Task statement — Your copy should match the records exactly, except that no pictures appear in it.
☆ ☆ ☆ ☆ ☆ ☆ ☆
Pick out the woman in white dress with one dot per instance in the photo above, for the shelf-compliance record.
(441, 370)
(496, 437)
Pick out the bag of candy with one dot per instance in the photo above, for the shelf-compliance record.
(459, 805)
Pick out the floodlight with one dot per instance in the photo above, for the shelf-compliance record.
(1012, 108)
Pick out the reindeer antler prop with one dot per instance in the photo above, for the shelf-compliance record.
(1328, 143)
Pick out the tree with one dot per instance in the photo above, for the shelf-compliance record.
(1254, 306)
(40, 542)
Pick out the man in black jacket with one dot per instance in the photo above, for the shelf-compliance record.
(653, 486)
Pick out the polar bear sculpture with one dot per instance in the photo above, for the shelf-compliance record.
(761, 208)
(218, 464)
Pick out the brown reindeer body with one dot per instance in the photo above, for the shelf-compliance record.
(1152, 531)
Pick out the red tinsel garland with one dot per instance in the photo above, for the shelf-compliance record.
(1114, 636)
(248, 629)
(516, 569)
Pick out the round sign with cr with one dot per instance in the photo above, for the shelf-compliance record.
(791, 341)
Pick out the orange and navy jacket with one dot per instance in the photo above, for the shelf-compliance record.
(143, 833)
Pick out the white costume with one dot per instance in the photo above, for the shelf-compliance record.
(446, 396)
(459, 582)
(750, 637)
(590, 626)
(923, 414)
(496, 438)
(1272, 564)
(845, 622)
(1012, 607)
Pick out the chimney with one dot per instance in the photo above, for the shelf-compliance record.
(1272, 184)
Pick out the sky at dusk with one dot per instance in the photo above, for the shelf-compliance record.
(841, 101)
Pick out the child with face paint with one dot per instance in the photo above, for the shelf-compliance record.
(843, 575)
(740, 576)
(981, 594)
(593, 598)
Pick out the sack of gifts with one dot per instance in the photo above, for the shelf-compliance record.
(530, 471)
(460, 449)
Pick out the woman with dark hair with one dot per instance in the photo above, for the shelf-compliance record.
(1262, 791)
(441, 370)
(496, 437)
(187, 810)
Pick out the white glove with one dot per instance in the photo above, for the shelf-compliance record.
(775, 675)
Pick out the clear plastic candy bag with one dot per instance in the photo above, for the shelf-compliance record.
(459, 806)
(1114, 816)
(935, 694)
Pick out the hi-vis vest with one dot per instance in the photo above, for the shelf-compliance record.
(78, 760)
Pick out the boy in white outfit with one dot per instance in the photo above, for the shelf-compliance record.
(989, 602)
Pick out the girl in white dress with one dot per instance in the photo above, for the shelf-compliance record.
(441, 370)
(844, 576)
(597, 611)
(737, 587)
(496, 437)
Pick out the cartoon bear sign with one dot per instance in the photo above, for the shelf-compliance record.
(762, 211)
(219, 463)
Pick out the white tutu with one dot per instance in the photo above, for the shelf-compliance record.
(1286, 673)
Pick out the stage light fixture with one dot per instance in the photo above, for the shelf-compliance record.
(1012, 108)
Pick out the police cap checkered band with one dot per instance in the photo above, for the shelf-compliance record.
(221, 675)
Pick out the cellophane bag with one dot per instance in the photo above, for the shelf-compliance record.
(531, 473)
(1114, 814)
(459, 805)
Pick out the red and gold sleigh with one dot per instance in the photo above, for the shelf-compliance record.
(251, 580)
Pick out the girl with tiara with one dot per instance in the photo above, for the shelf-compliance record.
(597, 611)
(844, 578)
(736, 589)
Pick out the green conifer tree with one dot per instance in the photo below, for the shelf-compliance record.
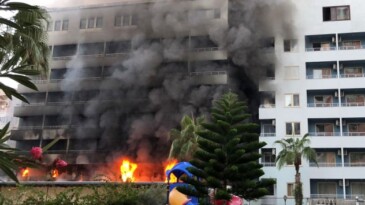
☆ ☆ ☆ ☆ ☆ ☆ ☆
Response to the exercise —
Pick out the woman in white dress with one dot per instance in the photo above, for the shelf-compliance record.
(441, 370)
(496, 437)
Pick out the bag of candy with one dot per instance in the photo above, for the shelf-compliance record.
(459, 805)
Pick out the floodlight with one dot per instance in the photo above, for the shelf-compliance record.
(1012, 108)
Pick out the reindeer antler prop with one dot per instance in the photo above, for the shelf-compliance record.
(1328, 143)
Pick out the tree with one dot per instance in the photo above, for the shelf-compliance record.
(1254, 306)
(40, 542)
Pick out the man in black jacket with one dot per instance in the photo above, for the shelf-compliance record.
(653, 486)
Pick out the polar bear sculpture with one dot per instance in the photo above, for the shelf-compliance record.
(761, 208)
(218, 464)
Pick out the brown reindeer body with one dot per instance in the photo above, for the shelf-compliance record.
(1152, 531)
Pick out the red tinsel garland with one dot per instance in the photo above, for the shelf-compliance record.
(1114, 636)
(248, 629)
(516, 569)
Pick out the round sign with cr with one dot per instance in the photo above, for the shelf-compliance record.
(791, 341)
Pick out the orange and navy jacket with one dot per instance in the photo above, for the shelf-compliance record.
(143, 833)
Pick out the white costume with one dot per instance in the photo above, for the shelf-compliance record.
(446, 396)
(459, 582)
(750, 637)
(590, 626)
(923, 414)
(496, 438)
(1272, 564)
(845, 622)
(1012, 607)
Pick out the chimney with one dot per instance in the photo above, for the shelf-compliance record.
(1272, 184)
Pick out the sky at dusk with one dot per instance in the photo above, for the shelf-compliance record.
(841, 101)
Pick out the child with face paint with one dot per instance in the photo above, for the shelf-compliance record.
(843, 575)
(740, 576)
(981, 594)
(593, 598)
Pick out the sack of gifts with one dot per instance in the photo above, for the shelf-compliance record.
(530, 471)
(460, 449)
Pick out the woman with dark hair with one dot per instance in the photo above, for the shelf-compliance record.
(1262, 791)
(441, 370)
(496, 437)
(187, 810)
Pick out the white glove with one dot per instance in the photo above, for the shelf-compliance record.
(775, 675)
Pick out the clear plastic candy bag with one dot per instance in the photo above, for the shelf-compliance record.
(459, 806)
(1114, 816)
(935, 694)
Pick out the hi-vis vest with one dot per instance in the photo above, for the shelf-compliance record.
(78, 760)
Pick out the boy in white outfit with one dot per instance in the photo above, for the shelf-compliance record.
(989, 602)
Pick out the girl in white dress with one dot per instance in the photo above, for the shelf-compliance record.
(441, 370)
(844, 576)
(597, 611)
(737, 587)
(496, 437)
Pick out the cartoon bear sign with one dot per instance in the photo above, for the shelf-compliance record.
(762, 211)
(219, 463)
Pick out the white tutu with one dot per instance in the photo above, for the shelf-compliance record.
(1286, 673)
Pick out the stage light fixture with one dot per instance in the photo above, for the shelf-compliance record.
(1012, 108)
Pick out the police cap checkered band with one dot per instance in the photo above, for the shelf-compliance record.
(221, 675)
Pick out the cellophane bag with one dot per instance in the photo above, for the shelf-compliance record.
(531, 473)
(1114, 814)
(459, 805)
Pick out the red and gold sleigh with one dot per instance in the photo above, for the shelf-compliance record.
(251, 580)
Pick out the girl with tiara with one dot per instance in the photo above, for the shelf-compliance record.
(597, 611)
(844, 578)
(736, 589)
Pick out the green conifer tree with one dot per instance in the photo below, for the shelf-compliance record.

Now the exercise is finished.